(Source material)

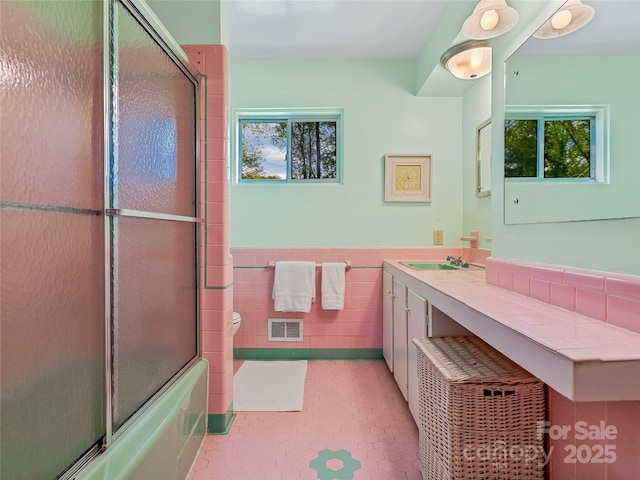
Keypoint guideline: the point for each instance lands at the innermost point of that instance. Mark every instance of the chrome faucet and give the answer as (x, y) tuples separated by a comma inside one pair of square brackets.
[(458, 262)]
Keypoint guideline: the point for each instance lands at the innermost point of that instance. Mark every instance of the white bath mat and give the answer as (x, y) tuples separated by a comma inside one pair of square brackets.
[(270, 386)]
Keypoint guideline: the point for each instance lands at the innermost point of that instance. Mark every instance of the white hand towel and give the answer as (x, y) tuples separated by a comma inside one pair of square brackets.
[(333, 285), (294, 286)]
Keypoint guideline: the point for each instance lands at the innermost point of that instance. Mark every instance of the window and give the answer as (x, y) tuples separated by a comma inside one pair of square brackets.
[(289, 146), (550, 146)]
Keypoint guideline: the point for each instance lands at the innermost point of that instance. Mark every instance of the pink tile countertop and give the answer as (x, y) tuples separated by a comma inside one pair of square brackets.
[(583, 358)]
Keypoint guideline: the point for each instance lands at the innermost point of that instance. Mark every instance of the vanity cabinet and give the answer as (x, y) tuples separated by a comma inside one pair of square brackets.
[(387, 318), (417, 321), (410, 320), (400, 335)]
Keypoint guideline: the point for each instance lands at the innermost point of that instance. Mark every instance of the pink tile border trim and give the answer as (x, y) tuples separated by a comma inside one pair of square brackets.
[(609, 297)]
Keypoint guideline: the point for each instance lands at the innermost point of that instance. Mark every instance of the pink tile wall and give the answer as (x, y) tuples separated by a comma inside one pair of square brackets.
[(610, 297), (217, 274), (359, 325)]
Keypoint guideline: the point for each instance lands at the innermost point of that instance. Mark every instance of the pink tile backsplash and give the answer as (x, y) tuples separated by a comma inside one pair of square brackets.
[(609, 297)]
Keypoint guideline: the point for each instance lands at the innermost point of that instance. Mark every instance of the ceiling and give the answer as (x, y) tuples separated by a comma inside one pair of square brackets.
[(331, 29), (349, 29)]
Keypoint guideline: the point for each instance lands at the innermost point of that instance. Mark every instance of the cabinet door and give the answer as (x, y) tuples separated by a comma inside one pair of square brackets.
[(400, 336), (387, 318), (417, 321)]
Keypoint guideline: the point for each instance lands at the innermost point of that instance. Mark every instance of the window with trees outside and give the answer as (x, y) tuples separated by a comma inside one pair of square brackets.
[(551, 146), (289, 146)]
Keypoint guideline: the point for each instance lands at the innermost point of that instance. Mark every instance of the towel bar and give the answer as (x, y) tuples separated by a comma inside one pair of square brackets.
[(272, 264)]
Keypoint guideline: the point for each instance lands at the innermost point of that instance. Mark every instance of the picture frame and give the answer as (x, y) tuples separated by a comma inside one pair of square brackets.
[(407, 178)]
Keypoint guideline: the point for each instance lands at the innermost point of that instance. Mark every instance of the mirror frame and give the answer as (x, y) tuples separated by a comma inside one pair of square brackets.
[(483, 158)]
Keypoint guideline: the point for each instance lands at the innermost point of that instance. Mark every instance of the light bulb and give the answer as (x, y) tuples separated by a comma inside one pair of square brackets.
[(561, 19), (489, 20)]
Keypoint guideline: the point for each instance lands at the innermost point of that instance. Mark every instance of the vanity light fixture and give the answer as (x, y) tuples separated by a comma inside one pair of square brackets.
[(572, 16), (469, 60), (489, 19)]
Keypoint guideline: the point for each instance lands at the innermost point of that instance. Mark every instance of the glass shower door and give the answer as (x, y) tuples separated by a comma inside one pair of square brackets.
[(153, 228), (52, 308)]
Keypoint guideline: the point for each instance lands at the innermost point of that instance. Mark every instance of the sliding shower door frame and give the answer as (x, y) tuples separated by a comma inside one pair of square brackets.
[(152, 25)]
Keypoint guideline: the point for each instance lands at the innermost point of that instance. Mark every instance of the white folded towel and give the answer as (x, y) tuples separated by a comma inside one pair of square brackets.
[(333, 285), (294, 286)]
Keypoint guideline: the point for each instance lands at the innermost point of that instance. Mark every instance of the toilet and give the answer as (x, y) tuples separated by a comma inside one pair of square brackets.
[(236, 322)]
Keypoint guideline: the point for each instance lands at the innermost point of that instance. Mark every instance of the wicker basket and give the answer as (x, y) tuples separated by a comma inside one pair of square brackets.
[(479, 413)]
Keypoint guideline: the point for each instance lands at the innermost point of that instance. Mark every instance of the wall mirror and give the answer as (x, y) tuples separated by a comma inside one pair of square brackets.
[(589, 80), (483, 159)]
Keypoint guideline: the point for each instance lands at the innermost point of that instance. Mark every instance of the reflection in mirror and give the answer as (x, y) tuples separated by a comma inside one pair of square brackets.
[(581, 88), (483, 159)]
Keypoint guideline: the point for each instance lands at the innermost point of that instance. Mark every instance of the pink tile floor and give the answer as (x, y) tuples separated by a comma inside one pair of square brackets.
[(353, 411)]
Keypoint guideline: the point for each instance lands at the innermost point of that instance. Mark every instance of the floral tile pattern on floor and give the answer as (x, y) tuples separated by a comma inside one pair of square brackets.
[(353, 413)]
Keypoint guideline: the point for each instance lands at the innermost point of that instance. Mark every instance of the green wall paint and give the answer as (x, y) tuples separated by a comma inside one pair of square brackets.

(End Source material)

Required action>
Write the entries above out in full, exactly, with no images.

Response for this exercise>
Keypoint guideline: the point for each instance lands at the innermost point of that instance. Mark every instance of the chrome faucet and give the answer as (x, y) tuples separated by a comma inside one pair of square brackets.
[(458, 262)]
Keypoint guideline: the point for each instance lands at the innermost point of that instance. Mark every instance of the white bath mat and give the answer as (x, y) tuples separated by a comma inside one pair of square brackets.
[(270, 386)]
Keypoint guideline: the point for each instance lands at the innermost point of that instance. Mark every instance of the white hand towel and give the answer as (x, y) tuples separated by a comma inside one pair of square brackets.
[(333, 285), (294, 286)]
Keypoint guideline: the point for each instance lands at the innermost point of that instance. Mark every instance of the window and give the answer as (x, y) tuples separated by a comma inside one pair of square brackets.
[(289, 146), (550, 146)]
Keypoint guideline: the point for each instance lands at the innermost point of that instance. Mark every instance of the pink tile countertop and give the answer as (x, y) tuples separated by a comma inside one pair of square brackets.
[(583, 358)]
Keypoint guideline: the point for each instance lands at the innermost point of that instance. Mark every instance of the vanity cabinet and give the answer as (x, y) tuples separated by a comma inside one pair of square brackets.
[(387, 318), (417, 321), (410, 320), (400, 335)]
Keypoint guideline: the point for each instance lands at the innermost point of that instance. Mark every instance of the pink tile border trim and give the answer as (x, y) tuples separated by a comma inside one pair of square brackets.
[(609, 297)]
Keypoint guideline: the point for each instance lands at the innermost point of that instance. Mark every instance of the pink tile wall and give the answer as (x, y) tuples separated by a comma inside one pair of square brackets.
[(610, 297), (217, 274), (359, 325)]
Keypoint guideline: the point for each instance lands at the innermost point of that instance. Mark every instance of the pink tile backsplash and give the answer as (x, y) tuples separated by a comma inside one pair of square brackets.
[(609, 297)]
Keypoint guideline: the point for each instance lands at the innermost point of that instance. Mark every instance of the ceiling and give the answer as (x, y) tuples separated by a comma inside one pair of square brackets.
[(331, 29), (349, 29)]
Keypoint guideline: the point for each instance lands at the innermost point of that instance. Mark every instance of the cabinet door and give the answer as (x, y) tuples separated by a comma inside one pair of square brackets.
[(400, 336), (387, 318), (417, 321)]
Keypoint guideline: the point for each instance lands at the innermost point of that instance. Mark every instance of the window with trees outside and give the answer as (x, y) tuples separated by a comma inside one pair of square brackets.
[(551, 146), (289, 146)]
Keypoint guideline: the point for each instance lands at the innermost point of that instance. Mark every instance of the towel bar and give the answer as (x, y) tuples separated by a comma inside one pair of square brackets.
[(272, 264)]
Keypoint guideline: the point for each instance lands at the innermost point of that instance. Mark every instance of the picture frame and give the answer as (x, y) tuples separated by a comma inside one pair of square brackets.
[(407, 178)]
Keypoint guideline: the point for each instance lands at the innermost point of that instance. Mark every instance of the mirror frame and give the answer as (x, y) tuples separated by a comma inside one pair of square brackets.
[(483, 158)]
Keypoint guideline: the point for each instance lands at the innermost point of that instance. Mark every instance of the light bulb and give the answer as (x, y) tuples separated by a comma inside one pair of square brackets.
[(561, 19), (489, 20)]
Keypoint guideline: the point for each instance lands at the innermost point of that instance. Mark every instance of the vanity light fixture and give the answer as (x, y) tuples separated by a comma inside one pair of square brackets.
[(572, 16), (469, 60), (489, 19)]
Keypoint guideline: the point for each instance lands at the innermost point of that instance. Mark every instance of the glass shower door and give the answer as (x, y) tuples separated by a comma inside one pair of square brackets.
[(153, 228), (52, 308)]
Keypoint guideline: the point for each instance lands at the innermost point of that instance. Mark every instance of the sliding shower door frame and give the answer as (x, y) tuples separated by a comma inside one pair of square brackets.
[(152, 25)]
Keypoint guideline: the point for each instance lands at the innermost point of that instance. Mark every instance of the white folded towel and give the answer as (x, y) tuples separated by a comma inside one pair of square brackets.
[(333, 285), (294, 286)]
Keypoint guideline: the point for each instance lands at the innermost point of that instance. Mark every instance of the toilet and give the answer as (x, y) tuples separated by a comma inside one pair of square brackets.
[(236, 322)]
Keypoint guideline: the point for each instance lands at the innermost point of that instance. Mark every instance of the wicker basket and give the answer as (x, y) tuples separated by a comma inside one pair of square brackets.
[(479, 413)]
Keypoint guideline: the point for each instance lands at the innermost point of that instance. Mark every instance of the wall mirror and give the answer as (x, y) tuples separated by a comma inside one pair of square brackets.
[(589, 80), (483, 159)]
Keypoint guideline: the point for each instance lands at the innermost point of that instance. Mark every instance of the reflection in mirror and give the answer as (x, y) tuples separated by a comma inside one pair of square brackets.
[(581, 88), (483, 159)]
Keypoint guideline: the point for each instance lands at the innermost point of that instance. Mark every instance of the pink tile floor and give the answer as (x, y) tuples separated by a comma inside one pair of square brackets.
[(353, 411)]
Keypoint guideline: the point for each instance lands at the innermost point of that instance. Mark every instance of the floral tile pattern on floor and give the answer as (x, y) tuples separated by a comma inside one pair of square brackets.
[(353, 413)]
Keypoint guideline: the point for each instance lands at the innermost point of that instance. Mark every instance of the green wall paint and give the answer as (x, y) tuples separated by a comma inside one pair of square brackets.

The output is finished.